• Work required: Report every line of the records below that contains the word "tree", copying each such line in full. Case counts.

• Available data:
+ + + +

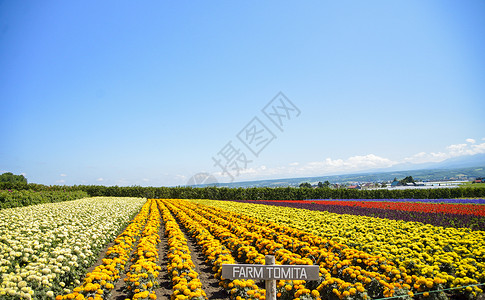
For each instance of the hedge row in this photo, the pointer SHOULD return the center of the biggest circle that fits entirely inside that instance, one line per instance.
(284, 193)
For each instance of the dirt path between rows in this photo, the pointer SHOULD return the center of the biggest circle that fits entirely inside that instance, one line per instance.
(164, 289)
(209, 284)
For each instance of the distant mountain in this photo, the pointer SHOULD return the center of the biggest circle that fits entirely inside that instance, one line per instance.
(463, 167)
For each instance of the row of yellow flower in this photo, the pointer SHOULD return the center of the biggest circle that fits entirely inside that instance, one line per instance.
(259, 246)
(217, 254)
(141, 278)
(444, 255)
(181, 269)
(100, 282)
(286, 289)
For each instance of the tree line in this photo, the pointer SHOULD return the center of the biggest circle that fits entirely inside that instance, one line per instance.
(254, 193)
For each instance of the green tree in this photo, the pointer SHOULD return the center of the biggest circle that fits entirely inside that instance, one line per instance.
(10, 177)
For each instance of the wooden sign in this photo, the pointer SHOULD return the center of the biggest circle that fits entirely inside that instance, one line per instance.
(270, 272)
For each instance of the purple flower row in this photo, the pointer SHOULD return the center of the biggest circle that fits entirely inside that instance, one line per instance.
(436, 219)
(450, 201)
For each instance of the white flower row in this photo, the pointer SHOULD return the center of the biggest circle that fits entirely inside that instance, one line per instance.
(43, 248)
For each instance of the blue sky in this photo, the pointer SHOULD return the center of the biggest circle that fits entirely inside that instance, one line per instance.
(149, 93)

+ + + +

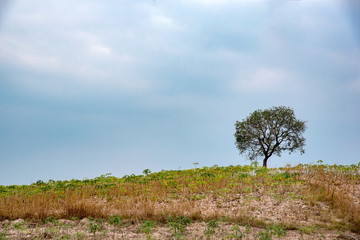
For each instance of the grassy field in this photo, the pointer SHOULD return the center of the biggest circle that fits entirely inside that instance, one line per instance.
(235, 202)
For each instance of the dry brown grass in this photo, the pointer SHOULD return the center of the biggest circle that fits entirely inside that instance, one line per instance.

+ + + +

• Answer below:
For each instance of the tree line in this photo, the pointer SHOULD return the center of the biggest circle that fits entirely inside that instance, one line per instance.
For each instance of the green tree in this photo, the pointer SHOULD return the center of the biggest circle that fits entirely inside that instance, one line per instance.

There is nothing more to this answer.